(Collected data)
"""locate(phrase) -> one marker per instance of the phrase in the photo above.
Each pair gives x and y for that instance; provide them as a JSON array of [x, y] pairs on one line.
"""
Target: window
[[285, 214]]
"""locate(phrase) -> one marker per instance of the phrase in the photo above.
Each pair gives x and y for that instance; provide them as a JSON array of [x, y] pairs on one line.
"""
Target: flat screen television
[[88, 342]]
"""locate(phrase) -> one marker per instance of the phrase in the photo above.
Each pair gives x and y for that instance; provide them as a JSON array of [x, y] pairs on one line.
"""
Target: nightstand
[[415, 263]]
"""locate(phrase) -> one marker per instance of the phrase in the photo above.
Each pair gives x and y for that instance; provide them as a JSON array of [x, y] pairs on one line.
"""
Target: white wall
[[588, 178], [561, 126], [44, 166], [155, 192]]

...

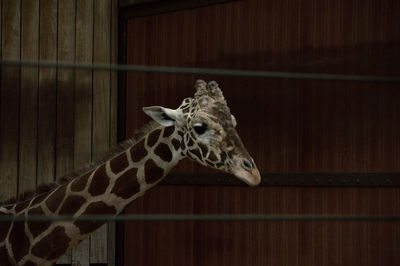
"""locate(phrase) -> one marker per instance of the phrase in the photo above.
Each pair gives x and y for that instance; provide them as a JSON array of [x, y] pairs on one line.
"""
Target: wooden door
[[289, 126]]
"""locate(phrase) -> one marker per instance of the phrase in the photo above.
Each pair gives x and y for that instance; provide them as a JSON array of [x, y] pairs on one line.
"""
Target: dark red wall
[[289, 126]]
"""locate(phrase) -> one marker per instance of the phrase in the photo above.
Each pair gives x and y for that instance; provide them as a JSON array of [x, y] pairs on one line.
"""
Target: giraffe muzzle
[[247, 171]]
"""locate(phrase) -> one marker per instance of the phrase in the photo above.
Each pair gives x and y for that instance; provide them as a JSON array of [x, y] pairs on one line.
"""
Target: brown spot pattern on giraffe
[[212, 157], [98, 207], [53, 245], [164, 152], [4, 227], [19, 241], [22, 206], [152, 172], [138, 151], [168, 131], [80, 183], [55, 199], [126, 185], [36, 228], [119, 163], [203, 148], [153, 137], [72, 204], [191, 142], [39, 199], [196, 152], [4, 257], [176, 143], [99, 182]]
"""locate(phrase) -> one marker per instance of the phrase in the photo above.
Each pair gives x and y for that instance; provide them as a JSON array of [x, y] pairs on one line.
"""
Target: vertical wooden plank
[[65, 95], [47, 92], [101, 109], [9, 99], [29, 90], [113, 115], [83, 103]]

==

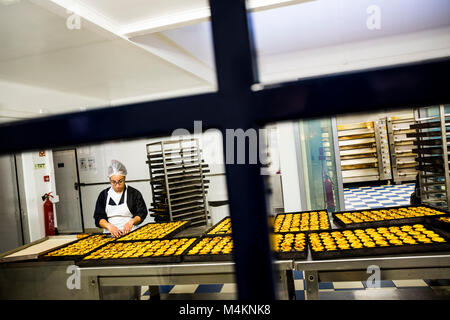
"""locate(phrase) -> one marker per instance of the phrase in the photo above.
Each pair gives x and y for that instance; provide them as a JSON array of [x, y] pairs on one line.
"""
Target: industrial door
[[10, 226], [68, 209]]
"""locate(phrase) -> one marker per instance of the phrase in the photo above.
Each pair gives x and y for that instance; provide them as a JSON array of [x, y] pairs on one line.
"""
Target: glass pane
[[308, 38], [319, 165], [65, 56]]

◆ **Exercise details**: Report how many lines in the rows above contain the string "door", counting case as significant. Give only the number.

◆ **Answer for this exercise**: 2